March 1991, Summary
The report includes the following sections:
- Introduction: defining torture, international prohibitions, Israeli legal position, 1987 Landau Report on General Security Services, previous allegations and reports;
- Research findings: methods, description of sample, overall patterns, seven individual cases, legal controls and restrictions, complaints;
- Conclusions: summary and recommendations;
- Appendices: Amnesty International 12 Point Program for the Prevention of Torture, extracts from "Yossi's testimony," "We are the Shin Bet," Ha'aretz, January 1, 1990, and complaints to the Attorney General.
This report deals with the subject of ill-treatment, violence and torture against Palestinians detained for interrogation during the first three years of the Intifada. We cover allegations about interrogations carried out primarily by agents of General Security Services (Shin Bet or Shabak) in installations (in the West Bank and Gaza) which were controlled either by the police, the Israeli Prison Service or the Army.

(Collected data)
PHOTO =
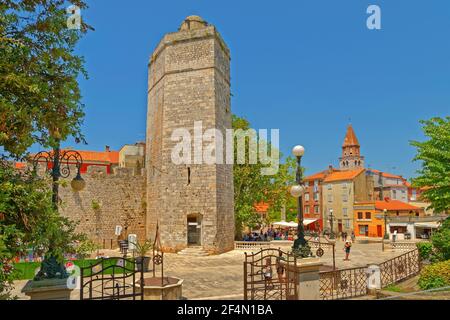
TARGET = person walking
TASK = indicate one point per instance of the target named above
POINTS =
(347, 248)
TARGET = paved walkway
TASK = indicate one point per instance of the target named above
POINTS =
(221, 277)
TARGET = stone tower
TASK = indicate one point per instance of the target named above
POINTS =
(189, 81)
(351, 157)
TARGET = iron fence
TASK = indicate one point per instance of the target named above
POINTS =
(400, 268)
(270, 274)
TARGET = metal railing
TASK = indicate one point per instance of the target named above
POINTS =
(407, 246)
(251, 245)
(350, 283)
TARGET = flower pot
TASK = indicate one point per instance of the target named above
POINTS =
(146, 262)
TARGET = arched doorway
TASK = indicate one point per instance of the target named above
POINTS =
(194, 229)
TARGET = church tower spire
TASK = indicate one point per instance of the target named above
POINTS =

* [WHAT NEEDS TO BE DONE] According to the report summary, which agency's agents primarily carried out the interrogations covered by the allegations?

* [ANSWER TO THIS TASK] The General Security Services (Shin Bet or Shabak).